Location annotation dataset excerpts:

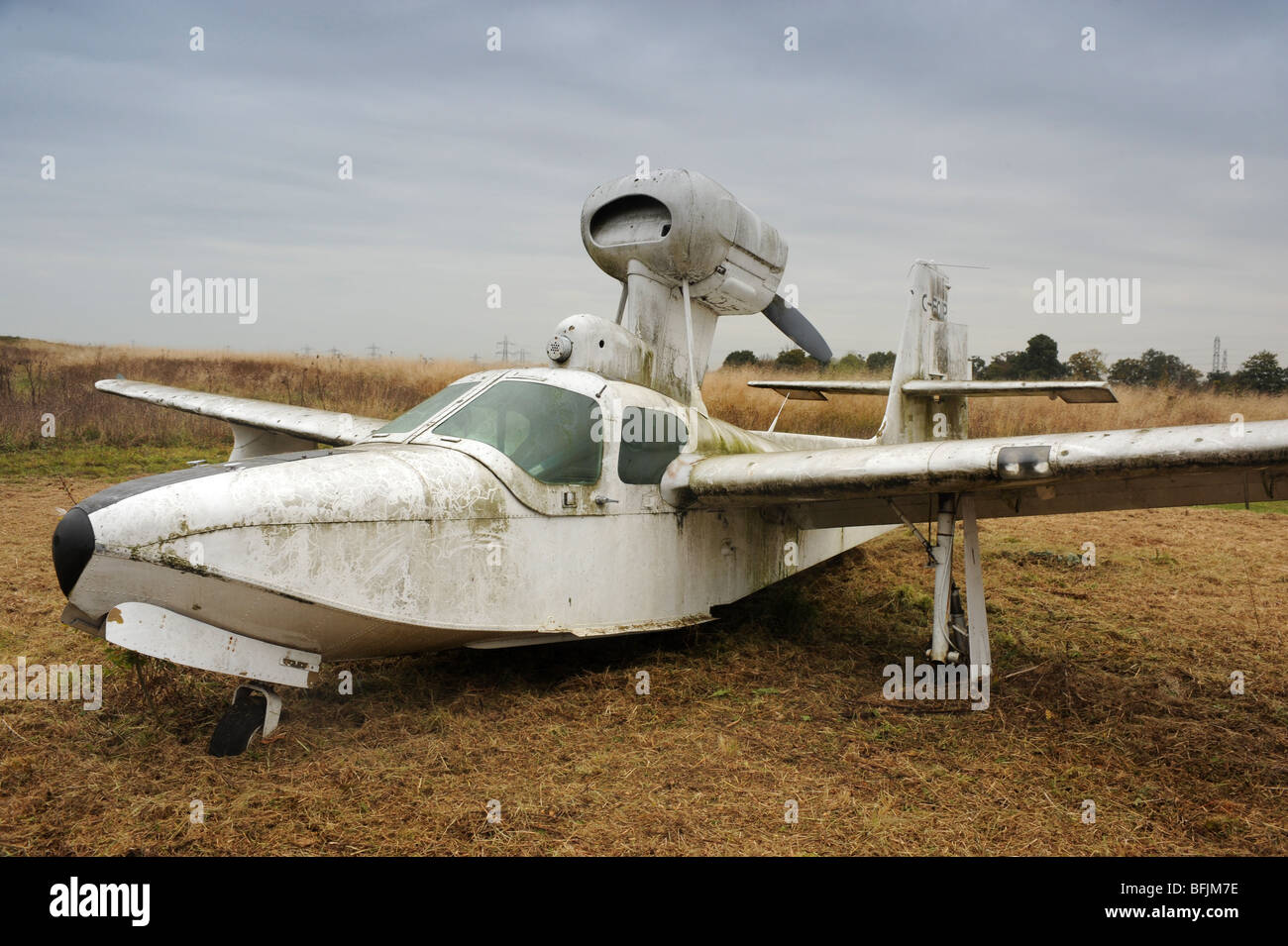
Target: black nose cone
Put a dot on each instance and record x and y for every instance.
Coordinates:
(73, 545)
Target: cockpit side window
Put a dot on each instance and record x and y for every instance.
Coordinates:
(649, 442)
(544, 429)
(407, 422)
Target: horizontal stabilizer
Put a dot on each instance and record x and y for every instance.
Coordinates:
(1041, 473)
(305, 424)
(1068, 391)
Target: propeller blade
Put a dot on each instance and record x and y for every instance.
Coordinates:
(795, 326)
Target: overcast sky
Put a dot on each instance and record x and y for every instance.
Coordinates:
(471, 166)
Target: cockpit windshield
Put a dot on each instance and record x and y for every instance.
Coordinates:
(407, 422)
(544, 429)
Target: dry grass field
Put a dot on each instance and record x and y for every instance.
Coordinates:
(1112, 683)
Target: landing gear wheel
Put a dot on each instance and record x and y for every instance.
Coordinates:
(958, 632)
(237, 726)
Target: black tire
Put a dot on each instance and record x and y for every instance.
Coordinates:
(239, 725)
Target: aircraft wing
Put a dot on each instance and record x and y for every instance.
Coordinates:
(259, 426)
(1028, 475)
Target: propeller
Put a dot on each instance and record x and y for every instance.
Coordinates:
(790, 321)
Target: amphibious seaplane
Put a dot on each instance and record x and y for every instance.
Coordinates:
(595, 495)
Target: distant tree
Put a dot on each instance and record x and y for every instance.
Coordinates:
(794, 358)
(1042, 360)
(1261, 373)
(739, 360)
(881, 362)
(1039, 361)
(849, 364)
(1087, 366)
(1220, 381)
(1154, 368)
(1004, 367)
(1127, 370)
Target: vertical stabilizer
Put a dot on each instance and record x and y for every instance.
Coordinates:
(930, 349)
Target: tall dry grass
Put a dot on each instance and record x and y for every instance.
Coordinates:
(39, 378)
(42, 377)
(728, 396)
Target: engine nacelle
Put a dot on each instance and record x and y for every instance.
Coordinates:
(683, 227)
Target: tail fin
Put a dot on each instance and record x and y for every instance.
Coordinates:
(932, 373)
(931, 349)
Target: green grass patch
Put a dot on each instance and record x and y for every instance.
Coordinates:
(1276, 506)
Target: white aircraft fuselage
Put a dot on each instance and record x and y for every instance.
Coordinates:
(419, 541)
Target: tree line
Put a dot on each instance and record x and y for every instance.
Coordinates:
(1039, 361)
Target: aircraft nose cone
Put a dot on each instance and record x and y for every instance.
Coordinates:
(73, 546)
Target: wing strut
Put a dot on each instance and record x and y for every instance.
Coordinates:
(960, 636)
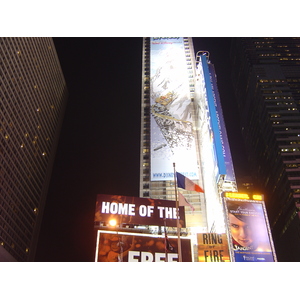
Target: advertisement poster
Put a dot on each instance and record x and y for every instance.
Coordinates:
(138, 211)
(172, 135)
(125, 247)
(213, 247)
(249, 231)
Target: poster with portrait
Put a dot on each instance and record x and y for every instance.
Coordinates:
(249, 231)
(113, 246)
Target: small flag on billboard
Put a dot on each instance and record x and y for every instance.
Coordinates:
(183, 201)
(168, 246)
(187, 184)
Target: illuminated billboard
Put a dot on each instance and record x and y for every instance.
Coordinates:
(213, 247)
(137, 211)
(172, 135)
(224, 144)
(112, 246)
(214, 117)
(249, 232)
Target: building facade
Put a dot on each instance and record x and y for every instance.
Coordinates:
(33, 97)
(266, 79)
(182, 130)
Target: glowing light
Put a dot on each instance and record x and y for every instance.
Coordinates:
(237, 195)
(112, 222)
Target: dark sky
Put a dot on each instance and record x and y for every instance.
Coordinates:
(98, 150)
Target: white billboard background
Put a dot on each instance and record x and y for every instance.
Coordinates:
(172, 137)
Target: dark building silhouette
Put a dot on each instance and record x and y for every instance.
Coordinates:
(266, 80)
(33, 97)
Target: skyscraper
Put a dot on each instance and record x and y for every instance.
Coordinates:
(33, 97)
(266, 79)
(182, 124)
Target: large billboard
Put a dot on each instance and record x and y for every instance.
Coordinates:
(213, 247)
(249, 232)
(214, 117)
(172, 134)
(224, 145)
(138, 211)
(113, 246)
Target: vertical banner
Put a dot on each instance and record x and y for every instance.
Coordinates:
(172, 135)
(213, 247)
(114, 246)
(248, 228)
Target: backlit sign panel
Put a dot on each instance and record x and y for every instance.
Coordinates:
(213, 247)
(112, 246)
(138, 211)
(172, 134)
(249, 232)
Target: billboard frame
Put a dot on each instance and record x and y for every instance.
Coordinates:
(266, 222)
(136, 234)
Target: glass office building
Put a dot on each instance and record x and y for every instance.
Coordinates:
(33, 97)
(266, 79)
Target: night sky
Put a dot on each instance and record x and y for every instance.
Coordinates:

What to do.
Extract, verbatim, the lines from the one containing "Target: vertical banner" through the last line of the listing above.

Result of this task.
Target: vertical banner
Put a dot on each instance and record x and y for every instance.
Coordinates:
(172, 135)
(213, 247)
(114, 246)
(248, 228)
Target: backlit sign panel
Put a dot on each instance and record x and y for every instance.
Coordinates:
(213, 247)
(112, 246)
(138, 211)
(172, 134)
(249, 232)
Target: billboard frame
Put a dot on each instance and record x and y for every instance.
Coordinates:
(266, 222)
(136, 234)
Target: glass office building
Put a dot on each instance and record x and y for every instance.
Coordinates:
(33, 97)
(266, 79)
Target: night sky
Put a dot on each instance and record x and y for every instance.
Coordinates:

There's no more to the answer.